Texto da página:
◇ ◇ ◇

Três exemplos arquetípicos da “mercadoria global” — o iPhone, a t-shirt e a xícara de café — validam e ilustram esse argumento; sua diversidade serve para destacar o que é universal a eles e a todos os outros produtos resultantes de processos de produção globalizados. Todos os dados e experiências, exceto os dados económicos, apontam para uma contribuição significativa para os lucros da Apple Inc. e de outras empresas ocidentais por parte dos trabalhadores que trabalham arduamente e por baixos salários para produzir suas commodities. No entanto, os dados económicos não mostram qualquer sinal dessa contribuição; em vez disso, parecem indicar que a maior parte do valor realizado na venda dessas mercadorias e todos os lucros com elas obtidos pela Apple e pela Starbucks tem origem no país onde são consumidas. Essas três mercadorias globais são, por sua vez, representativas de transformações mais amplas na produção capitalista.

◇ ◇ ◇

Informações fornecidas:
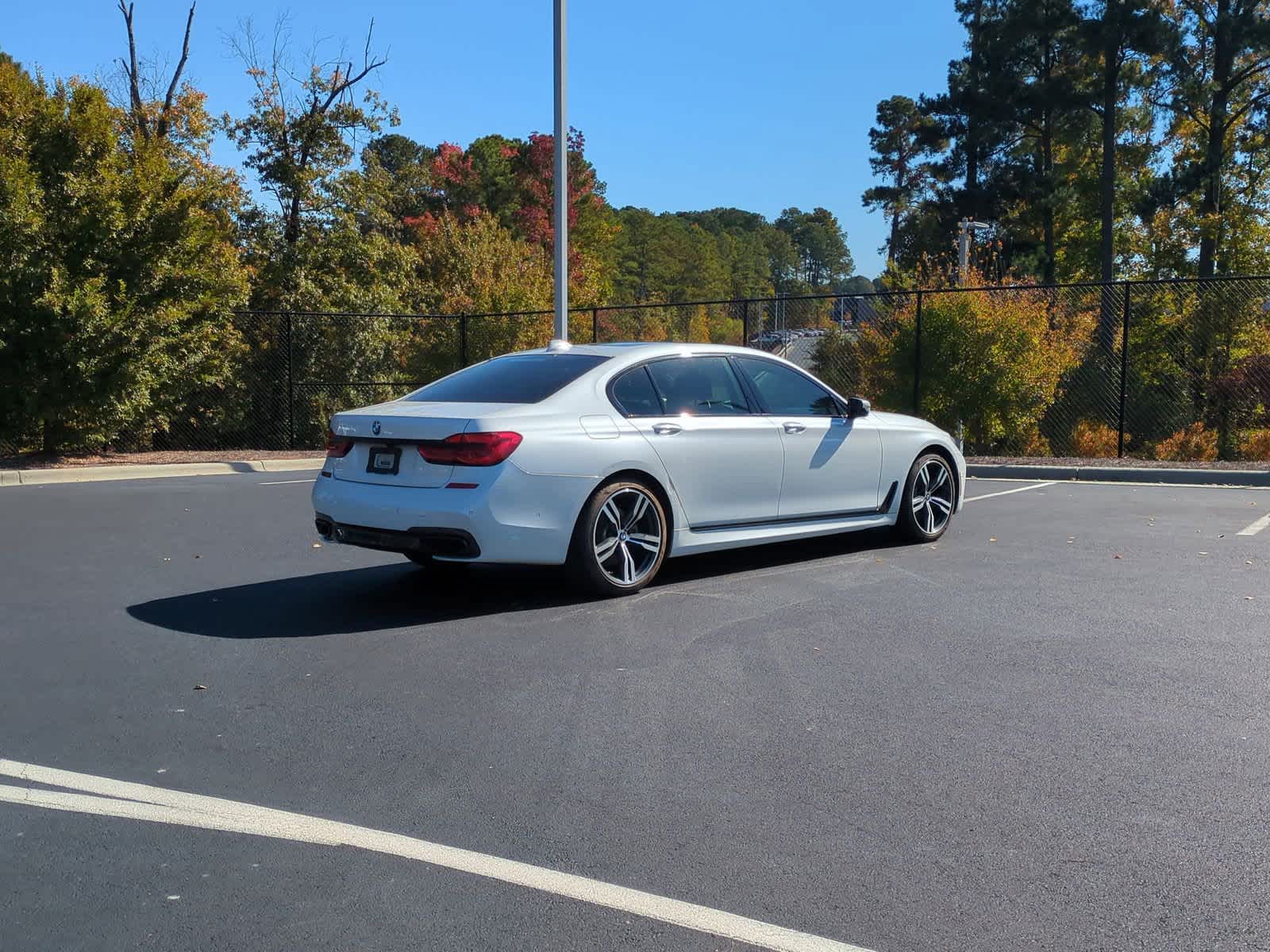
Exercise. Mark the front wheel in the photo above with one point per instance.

◇ ◇ ◇

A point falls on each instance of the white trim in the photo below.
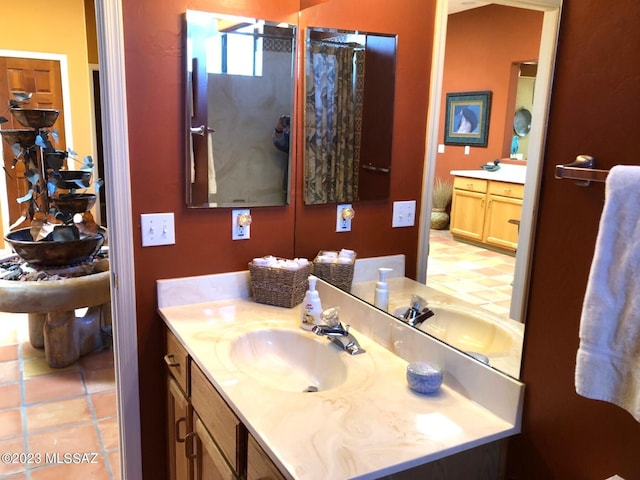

◇ ◇ ◇

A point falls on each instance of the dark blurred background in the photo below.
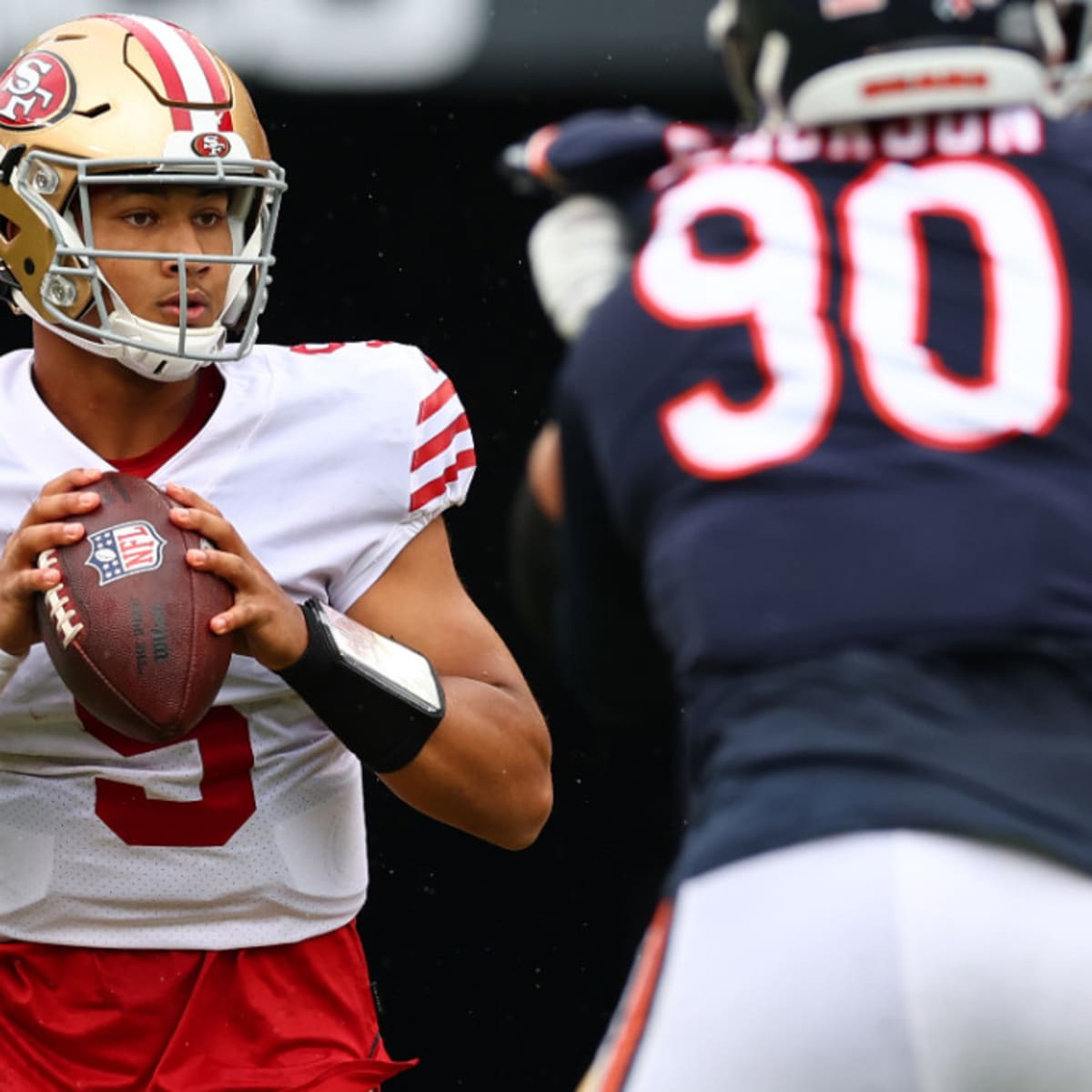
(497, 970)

◇ ◇ ◇

Exercício escrito: Quais são os três exemplos arquetípicos da "mercadoria global" citados no texto sobre a mercadoria global?

Resolução: O iPhone, a t-shirt e a xícara de café.